[Opening DOCUMENT PASSAGE section]

Han Seung-joo, played by Uee, is not just single - she's alone. Her family are judgemental, abusive parasites and her friends have their own lives. She inherits a mountain from her Aunt that her family is intent on developing into a resort. But when she feels threatened in her own home, she decides to hire a man to be her husband. Oh Jak-doo (Kim Kang-woo) is seemingly a lowly herb-gatherer from the mountain she now owns and he accepts the role in exchange for her leaving his mountain home undeveloped.

At the beginning, this drama had an intelligent script that seemed to be at war with the Makjang direction. It doesn't matter how strong or independent you are, it was saying, you still need somebody to be on your side. In essence, everybody needs a mountain. Seung-joo's mountain was both figurative and literal: when things got too difficult for her, she now had somewhere solid and unchanging to rest.

From the start, the Makjang direction was extremely jarring. Full of intense close-ups, overwrought - almost screeching - line deliveries, and long scenes devoted to the bumbling slapstick antics of three mountain Halmeonis, the direction was a sour note in a otherwise enjoyable show.

[Closing DOCUMENT PASSAGE section]
[Opening RAW DATA section]

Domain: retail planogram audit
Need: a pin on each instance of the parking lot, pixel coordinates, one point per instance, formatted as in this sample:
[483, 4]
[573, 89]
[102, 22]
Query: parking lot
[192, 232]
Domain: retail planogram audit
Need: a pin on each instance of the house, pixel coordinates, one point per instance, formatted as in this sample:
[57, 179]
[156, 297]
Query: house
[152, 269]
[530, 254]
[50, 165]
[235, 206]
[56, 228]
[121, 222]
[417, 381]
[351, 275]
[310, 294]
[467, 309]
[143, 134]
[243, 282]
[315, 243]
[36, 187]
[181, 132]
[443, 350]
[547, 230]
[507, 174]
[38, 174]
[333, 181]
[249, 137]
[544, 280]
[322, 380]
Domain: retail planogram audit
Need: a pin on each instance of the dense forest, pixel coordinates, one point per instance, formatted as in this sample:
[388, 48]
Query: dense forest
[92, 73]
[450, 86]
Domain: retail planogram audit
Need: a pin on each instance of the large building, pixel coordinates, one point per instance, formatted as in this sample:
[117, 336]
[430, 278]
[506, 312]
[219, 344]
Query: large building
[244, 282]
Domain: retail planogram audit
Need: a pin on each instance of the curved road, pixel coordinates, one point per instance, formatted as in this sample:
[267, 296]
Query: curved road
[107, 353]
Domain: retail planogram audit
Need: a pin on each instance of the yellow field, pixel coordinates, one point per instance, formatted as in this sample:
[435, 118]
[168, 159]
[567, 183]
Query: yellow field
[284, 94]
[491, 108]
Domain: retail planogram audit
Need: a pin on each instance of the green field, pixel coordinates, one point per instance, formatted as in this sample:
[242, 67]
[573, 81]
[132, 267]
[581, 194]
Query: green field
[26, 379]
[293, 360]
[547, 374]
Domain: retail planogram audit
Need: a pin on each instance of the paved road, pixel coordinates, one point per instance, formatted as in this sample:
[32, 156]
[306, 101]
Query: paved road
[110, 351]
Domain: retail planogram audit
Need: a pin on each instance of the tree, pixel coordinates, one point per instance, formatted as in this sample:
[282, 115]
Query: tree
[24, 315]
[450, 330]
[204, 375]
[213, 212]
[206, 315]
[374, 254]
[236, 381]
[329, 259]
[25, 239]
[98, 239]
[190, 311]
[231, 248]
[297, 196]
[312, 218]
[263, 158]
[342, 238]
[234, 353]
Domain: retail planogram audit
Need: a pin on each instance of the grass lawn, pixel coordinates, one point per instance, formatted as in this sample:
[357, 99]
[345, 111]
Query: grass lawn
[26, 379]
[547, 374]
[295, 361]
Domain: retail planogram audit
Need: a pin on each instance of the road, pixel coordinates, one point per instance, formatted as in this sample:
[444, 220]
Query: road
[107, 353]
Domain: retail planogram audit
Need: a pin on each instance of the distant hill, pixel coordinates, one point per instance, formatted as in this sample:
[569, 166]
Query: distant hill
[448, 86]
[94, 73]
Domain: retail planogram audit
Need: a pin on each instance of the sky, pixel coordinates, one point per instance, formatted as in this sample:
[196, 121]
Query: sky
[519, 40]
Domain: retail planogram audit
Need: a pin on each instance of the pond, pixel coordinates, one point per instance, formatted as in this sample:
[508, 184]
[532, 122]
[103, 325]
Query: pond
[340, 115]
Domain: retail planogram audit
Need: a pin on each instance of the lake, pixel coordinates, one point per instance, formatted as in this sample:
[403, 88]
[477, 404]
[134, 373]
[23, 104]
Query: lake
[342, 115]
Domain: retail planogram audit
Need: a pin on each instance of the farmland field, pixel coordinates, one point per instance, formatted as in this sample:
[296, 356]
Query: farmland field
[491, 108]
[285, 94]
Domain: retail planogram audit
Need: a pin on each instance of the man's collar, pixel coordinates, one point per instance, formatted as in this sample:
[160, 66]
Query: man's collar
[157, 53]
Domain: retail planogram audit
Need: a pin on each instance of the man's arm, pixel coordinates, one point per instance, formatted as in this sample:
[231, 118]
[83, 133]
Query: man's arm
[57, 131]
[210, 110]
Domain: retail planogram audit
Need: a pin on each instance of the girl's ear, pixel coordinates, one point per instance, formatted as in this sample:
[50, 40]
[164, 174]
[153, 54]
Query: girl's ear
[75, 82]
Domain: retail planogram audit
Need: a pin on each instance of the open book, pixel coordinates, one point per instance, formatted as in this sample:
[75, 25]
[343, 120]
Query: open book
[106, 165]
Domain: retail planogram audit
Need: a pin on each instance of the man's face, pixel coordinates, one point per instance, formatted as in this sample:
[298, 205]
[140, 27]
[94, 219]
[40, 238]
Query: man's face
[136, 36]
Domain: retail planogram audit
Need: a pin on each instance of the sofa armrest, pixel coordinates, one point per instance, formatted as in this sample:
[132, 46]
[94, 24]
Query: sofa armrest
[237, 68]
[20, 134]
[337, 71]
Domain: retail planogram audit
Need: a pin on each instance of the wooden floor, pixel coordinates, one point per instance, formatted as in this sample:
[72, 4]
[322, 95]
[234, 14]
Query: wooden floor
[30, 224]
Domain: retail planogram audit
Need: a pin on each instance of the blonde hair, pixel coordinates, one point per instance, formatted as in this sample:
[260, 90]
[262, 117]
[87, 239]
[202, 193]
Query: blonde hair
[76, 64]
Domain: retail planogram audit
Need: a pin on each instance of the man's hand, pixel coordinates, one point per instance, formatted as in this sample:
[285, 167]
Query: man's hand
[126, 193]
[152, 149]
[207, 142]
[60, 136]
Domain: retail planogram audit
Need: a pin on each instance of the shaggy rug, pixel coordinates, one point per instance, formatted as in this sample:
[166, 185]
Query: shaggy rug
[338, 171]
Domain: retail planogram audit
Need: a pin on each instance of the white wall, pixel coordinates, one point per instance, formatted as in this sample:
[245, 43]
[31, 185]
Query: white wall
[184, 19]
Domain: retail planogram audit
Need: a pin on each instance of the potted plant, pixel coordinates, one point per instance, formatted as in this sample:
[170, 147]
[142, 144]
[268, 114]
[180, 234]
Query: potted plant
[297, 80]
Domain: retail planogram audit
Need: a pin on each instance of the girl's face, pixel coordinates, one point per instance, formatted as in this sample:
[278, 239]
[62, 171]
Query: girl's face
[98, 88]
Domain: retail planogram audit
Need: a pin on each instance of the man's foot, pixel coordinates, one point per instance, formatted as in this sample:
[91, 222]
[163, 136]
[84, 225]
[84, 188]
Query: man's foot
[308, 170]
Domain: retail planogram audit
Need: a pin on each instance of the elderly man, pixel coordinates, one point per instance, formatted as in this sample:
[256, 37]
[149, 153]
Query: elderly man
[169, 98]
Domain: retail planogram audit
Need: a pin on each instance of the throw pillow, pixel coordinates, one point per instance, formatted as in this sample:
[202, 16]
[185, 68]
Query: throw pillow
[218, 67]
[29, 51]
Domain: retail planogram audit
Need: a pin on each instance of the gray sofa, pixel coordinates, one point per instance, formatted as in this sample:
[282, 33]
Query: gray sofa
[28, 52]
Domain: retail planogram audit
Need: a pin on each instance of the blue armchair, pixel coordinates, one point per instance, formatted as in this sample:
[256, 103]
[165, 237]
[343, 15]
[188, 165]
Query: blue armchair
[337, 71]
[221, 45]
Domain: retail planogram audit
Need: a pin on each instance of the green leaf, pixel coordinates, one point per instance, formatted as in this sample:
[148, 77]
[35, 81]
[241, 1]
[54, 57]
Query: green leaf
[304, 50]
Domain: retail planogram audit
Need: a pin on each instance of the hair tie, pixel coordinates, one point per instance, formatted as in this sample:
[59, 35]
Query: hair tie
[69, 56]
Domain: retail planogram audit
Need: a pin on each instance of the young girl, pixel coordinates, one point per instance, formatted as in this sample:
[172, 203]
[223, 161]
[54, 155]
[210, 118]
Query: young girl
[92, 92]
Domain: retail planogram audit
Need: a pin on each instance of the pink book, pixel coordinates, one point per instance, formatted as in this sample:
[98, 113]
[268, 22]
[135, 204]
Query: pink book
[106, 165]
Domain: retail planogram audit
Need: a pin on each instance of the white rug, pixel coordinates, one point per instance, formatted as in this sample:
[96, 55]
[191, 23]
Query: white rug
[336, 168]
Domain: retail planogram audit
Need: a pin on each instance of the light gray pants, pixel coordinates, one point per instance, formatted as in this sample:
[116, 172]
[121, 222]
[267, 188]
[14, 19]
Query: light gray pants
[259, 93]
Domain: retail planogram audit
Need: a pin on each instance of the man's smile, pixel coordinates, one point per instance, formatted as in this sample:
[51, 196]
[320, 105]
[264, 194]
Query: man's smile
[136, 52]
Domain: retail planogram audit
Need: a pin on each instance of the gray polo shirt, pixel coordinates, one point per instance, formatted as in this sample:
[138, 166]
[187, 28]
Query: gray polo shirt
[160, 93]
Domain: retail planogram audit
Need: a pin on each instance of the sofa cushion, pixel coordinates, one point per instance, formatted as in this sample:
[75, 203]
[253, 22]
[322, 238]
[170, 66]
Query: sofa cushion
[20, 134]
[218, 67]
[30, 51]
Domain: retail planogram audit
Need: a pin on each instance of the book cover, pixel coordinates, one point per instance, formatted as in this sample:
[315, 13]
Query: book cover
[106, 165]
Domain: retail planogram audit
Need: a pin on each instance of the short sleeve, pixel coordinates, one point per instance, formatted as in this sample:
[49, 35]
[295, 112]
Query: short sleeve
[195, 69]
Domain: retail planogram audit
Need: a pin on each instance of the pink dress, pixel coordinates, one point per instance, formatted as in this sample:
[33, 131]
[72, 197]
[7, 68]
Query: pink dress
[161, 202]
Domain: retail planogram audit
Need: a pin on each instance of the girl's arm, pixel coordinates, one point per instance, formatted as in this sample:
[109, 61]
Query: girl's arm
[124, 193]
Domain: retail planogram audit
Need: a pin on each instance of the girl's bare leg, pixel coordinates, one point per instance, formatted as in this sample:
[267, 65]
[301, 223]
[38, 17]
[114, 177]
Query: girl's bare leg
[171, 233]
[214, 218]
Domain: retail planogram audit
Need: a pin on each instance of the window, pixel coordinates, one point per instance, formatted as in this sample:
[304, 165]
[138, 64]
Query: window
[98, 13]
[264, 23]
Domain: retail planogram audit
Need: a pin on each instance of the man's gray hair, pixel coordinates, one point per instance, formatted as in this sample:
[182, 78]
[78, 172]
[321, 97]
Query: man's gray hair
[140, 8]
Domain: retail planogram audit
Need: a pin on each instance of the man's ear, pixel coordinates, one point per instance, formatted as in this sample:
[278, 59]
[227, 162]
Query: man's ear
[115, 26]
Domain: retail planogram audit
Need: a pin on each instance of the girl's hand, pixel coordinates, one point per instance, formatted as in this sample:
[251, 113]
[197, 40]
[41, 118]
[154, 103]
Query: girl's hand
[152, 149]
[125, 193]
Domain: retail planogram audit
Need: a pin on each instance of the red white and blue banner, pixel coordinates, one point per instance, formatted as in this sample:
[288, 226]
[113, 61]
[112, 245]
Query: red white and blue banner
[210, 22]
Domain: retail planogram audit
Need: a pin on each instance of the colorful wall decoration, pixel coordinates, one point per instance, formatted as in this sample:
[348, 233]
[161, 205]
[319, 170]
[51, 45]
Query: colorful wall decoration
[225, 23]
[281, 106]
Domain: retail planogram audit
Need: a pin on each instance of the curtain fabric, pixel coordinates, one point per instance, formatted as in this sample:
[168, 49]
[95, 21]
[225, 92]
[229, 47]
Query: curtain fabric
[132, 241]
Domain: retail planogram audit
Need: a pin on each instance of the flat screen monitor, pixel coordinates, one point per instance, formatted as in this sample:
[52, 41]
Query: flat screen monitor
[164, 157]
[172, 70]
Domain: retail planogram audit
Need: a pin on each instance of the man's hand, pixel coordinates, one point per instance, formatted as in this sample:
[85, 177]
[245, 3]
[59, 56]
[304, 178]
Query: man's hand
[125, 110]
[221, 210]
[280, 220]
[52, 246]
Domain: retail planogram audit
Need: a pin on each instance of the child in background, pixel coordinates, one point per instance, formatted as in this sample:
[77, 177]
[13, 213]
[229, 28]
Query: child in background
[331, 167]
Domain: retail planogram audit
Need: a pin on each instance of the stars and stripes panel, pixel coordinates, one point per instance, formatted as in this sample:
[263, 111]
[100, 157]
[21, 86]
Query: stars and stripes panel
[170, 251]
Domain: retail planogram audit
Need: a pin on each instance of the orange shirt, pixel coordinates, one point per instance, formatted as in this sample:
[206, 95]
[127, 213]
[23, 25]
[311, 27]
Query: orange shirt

[Closing RAW DATA section]

EXERCISE TASKS ->
**A.** Shorten the paragraph of the drama review that begins "From the start, the Makjang direction" into a bulleted list that keeps its main facts.
**B.** Print the drama review word for word from "Han Seung-joo, played" up to and including "mountain home undeveloped.".

PER-TASK ANSWERS ->
**A.**
- The Makjang direction was very jarring from the start.
- It used intense close-ups.
- Lines were delivered in an overwrought, almost screeching way.
- Long scenes went to the bumbling slapstick of three mountain Halmeonis.
- The direction was a sour note in an otherwise enjoyable show.

**B.**
Han Seung-joo, played by Uee, is not just single - she's alone. Her family are judgemental, abusive parasites and her friends have their own lives. She inherits a mountain from her Aunt that her family is intent on developing into a resort. But when she feels threatened in her own home, she decides to hire a man to be her husband. Oh Jak-doo (Kim Kang-woo) is seemingly a lowly herb-gatherer from the mountain she now owns and he accepts the role in exchange for her leaving his mountain home undeveloped.